Text passage:
────

Skip to content

Push index to AWS OpenSearch through tunneling #117

@caoyang1211

Description

@caoyang1211

I created an OpenSearch domain on AWS inside a VPC. To read from or write data to the domain from my laptop, I have to run SecureCRT, create a session for a Bastion server that is running on AWS and has access to the VPC, and set up port forwarding to redirect traffic https://127.0.0.1:60443 to the OpenSearch domain https://vpc-*****-us-east-1-1-1-yzdjblkpyhbyaytxcnbzrxavpm.us-east-1.es.amazonaws.com.

I verified that port forwarding was working by running a curl command to index multiple JSON files into that OpenSearch domain with a --insecure option to ignore certificate checks. The command is like this:
curl -H "Content-Type:application/json" --insecure -XPOST "https://127.0.0.1:60443/_bulk" --data-binary @TutorialVideoDbRecords.json"

To use the Norconex crawler to index web pages to the OpenSearch domain, I set https://localhost:60443 in the Norconex config file and ran the crawler, it reported "Failure occured on node: "null" and "Host name 'localhost' does not match the certificate subject provided by the peer (CN=*.us-east-1.es.amazonaws.com)"

So it looks like the problem is caused by a certificate validation failure. Is there an option in the config file that can ignore certificate checks like the --insecure option in the curl command? My configuration is as following, no user credential is required to access the OpenSearch domain inside the VPC :

        <committer class="ElasticsearchCommitter">
			<nodes>https://localhost:60443</nodes>
			<indexName>tutorials_videos</indexName>
        </committer>

The error message I got after running the crawler is as following:
0:42:22.020 [tutorial video#1] ERROR ElasticsearchCommitter - Failure occured on node: "null". Check node logs.

────

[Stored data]
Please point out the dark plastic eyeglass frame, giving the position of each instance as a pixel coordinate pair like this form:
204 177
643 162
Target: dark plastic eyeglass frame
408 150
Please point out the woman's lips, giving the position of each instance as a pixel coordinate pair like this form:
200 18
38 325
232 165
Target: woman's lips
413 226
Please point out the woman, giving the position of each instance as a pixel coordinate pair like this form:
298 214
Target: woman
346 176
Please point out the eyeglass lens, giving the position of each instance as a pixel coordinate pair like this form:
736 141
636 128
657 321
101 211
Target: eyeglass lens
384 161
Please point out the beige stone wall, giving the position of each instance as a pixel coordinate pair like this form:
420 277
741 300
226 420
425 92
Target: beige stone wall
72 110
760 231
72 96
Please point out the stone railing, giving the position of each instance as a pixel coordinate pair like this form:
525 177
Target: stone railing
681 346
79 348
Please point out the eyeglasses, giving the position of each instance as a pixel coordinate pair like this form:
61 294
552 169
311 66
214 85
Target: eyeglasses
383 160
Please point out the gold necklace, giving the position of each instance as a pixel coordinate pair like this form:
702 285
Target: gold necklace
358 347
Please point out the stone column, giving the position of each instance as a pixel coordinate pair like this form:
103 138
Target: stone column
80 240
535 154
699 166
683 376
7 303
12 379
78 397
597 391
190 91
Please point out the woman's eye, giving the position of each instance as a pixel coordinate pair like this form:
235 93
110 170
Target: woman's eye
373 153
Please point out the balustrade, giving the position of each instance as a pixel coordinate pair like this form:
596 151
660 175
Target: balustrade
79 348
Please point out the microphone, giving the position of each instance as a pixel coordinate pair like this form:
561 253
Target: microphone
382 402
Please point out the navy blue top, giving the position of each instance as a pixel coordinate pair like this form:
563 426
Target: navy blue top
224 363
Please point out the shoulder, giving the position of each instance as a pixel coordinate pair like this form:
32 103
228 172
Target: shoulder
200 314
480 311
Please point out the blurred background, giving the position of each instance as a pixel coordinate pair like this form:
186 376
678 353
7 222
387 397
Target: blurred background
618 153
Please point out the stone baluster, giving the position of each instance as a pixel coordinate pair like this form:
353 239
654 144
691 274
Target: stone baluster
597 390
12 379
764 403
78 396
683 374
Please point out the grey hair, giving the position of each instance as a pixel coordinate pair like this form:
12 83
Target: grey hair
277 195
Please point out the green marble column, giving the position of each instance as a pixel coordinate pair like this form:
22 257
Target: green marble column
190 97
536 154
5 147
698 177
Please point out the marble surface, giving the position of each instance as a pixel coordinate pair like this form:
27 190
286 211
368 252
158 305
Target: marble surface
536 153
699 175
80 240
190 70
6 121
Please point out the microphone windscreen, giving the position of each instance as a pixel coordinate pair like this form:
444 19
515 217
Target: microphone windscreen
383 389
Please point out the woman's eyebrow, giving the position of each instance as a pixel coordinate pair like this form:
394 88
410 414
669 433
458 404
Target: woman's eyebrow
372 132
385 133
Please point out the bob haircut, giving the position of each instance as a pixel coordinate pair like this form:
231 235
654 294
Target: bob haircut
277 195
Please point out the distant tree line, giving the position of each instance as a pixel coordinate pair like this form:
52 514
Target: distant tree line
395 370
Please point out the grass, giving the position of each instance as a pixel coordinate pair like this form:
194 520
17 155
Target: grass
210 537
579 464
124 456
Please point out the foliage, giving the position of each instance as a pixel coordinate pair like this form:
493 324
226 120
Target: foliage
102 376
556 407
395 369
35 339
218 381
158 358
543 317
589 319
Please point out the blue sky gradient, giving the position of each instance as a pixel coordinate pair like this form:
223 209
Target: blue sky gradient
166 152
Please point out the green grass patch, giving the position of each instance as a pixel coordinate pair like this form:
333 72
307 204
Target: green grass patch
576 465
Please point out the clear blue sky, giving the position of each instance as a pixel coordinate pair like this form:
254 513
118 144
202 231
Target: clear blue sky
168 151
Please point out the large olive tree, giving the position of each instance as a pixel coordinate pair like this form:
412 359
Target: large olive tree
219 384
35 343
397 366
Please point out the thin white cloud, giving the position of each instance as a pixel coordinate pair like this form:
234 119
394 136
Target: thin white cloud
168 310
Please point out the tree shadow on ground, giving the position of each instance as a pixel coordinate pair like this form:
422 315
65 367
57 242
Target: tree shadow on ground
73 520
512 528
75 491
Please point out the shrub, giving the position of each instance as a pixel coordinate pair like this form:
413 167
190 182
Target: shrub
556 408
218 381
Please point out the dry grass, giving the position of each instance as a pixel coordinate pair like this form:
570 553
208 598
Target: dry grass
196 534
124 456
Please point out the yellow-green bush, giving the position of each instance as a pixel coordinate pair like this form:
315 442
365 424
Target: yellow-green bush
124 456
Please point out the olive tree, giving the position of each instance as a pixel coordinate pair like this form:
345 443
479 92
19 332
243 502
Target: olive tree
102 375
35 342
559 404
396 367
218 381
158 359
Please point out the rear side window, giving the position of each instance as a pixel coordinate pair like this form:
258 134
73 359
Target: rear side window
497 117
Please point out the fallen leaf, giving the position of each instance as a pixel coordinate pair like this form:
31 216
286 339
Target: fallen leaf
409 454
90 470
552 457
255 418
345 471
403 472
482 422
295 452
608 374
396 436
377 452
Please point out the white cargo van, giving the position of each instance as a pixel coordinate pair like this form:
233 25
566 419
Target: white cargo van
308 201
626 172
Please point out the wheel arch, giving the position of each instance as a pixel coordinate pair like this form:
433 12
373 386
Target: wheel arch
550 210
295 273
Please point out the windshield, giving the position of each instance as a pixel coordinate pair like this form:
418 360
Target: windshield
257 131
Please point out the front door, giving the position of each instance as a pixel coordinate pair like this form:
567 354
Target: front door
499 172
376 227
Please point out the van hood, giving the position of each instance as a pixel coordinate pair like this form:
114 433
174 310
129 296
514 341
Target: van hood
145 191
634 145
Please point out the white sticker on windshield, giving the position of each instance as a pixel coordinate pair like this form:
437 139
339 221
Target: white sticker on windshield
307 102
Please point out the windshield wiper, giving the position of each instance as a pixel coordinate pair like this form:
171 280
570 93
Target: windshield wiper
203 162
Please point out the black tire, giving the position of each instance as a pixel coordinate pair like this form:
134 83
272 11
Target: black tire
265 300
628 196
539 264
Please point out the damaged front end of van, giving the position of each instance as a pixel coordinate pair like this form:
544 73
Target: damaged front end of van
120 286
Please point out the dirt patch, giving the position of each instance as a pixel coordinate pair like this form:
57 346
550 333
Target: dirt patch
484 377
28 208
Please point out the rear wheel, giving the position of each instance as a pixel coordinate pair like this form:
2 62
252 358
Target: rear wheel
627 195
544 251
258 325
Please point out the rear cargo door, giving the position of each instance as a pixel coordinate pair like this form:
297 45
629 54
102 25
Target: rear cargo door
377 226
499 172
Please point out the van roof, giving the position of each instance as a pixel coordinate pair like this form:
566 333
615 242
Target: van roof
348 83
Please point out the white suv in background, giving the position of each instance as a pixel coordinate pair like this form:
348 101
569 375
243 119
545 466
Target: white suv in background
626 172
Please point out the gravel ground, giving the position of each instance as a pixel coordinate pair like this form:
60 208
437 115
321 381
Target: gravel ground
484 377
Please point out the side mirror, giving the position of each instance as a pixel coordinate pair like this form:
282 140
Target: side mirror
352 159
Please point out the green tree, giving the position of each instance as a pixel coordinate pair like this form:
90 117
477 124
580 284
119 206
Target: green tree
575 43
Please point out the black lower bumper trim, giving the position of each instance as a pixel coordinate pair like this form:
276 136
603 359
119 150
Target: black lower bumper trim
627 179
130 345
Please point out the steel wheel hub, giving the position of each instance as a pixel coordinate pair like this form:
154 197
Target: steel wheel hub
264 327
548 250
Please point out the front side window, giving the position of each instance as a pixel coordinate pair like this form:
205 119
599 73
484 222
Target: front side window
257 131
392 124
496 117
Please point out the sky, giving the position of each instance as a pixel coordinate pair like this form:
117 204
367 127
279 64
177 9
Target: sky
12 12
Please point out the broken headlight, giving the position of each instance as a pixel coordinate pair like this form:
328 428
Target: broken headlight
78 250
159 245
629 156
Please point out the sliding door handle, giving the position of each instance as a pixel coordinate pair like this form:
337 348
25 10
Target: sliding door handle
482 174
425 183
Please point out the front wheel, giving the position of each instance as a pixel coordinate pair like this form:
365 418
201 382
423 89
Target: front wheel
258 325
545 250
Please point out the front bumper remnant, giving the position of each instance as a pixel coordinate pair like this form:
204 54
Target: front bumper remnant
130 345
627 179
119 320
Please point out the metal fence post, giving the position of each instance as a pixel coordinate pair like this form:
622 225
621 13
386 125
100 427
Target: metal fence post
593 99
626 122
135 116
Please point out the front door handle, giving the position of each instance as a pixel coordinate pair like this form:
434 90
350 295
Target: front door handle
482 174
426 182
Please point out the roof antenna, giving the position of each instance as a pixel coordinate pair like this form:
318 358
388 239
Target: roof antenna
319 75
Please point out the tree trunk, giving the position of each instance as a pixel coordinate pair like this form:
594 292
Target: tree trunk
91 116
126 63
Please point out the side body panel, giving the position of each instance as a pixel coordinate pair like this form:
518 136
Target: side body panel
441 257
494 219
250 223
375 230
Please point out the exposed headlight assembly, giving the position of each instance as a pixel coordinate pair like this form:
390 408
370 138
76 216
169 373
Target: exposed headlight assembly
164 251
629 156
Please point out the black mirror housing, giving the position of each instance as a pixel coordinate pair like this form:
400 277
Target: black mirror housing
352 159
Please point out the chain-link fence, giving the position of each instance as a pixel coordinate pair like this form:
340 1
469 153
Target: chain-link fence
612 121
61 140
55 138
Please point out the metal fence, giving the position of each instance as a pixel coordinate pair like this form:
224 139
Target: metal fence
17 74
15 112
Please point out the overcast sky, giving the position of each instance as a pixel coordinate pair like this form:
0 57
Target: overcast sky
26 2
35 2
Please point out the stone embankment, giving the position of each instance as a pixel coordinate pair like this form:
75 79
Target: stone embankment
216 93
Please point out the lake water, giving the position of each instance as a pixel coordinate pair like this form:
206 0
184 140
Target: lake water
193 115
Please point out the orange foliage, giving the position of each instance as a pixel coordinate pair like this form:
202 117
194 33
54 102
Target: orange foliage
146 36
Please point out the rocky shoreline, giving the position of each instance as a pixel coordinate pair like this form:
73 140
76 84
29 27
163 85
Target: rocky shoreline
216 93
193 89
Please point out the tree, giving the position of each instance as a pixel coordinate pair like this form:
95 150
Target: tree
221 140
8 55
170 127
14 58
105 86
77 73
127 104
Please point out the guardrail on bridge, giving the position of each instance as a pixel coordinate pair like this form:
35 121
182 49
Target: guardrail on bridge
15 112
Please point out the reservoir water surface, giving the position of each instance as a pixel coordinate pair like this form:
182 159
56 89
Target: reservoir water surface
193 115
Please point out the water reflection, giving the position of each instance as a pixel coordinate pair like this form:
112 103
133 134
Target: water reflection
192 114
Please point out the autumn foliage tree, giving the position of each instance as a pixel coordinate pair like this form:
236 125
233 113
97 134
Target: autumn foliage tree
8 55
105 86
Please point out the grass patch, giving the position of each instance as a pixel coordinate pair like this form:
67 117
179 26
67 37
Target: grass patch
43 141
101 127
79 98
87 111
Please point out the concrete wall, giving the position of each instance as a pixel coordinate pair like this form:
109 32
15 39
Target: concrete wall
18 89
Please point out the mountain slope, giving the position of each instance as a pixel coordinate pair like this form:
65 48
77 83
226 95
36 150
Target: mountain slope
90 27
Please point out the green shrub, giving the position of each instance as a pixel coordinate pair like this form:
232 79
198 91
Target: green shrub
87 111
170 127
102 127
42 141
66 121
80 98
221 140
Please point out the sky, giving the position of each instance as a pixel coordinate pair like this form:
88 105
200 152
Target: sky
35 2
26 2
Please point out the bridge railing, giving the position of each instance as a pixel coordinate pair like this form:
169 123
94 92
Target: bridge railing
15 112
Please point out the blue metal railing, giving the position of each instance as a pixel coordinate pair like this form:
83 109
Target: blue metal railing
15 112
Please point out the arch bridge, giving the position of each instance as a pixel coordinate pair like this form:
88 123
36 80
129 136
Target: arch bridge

────

What is needed: Reproduce the part of the OpenSearch tunneling post that runs from "So it looks" down to "Check node logs.".

Result:
So it looks like the problem is caused by a certificate validation failure. Is there an option in the config file that can ignore certificate checks like the --insecure option in the curl command? My configuration is as following, no user credential is required to access the OpenSearch domain inside the VPC :

        <committer class="ElasticsearchCommitter">
			<nodes>https://localhost:60443</nodes>
			<indexName>tutorials_videos</indexName>
        </committer>

The error message I got after running the crawler is as following:
0:42:22.020 [tutorial video#1] ERROR ElasticsearchCommitter - Failure occured on node: "null". Check node logs.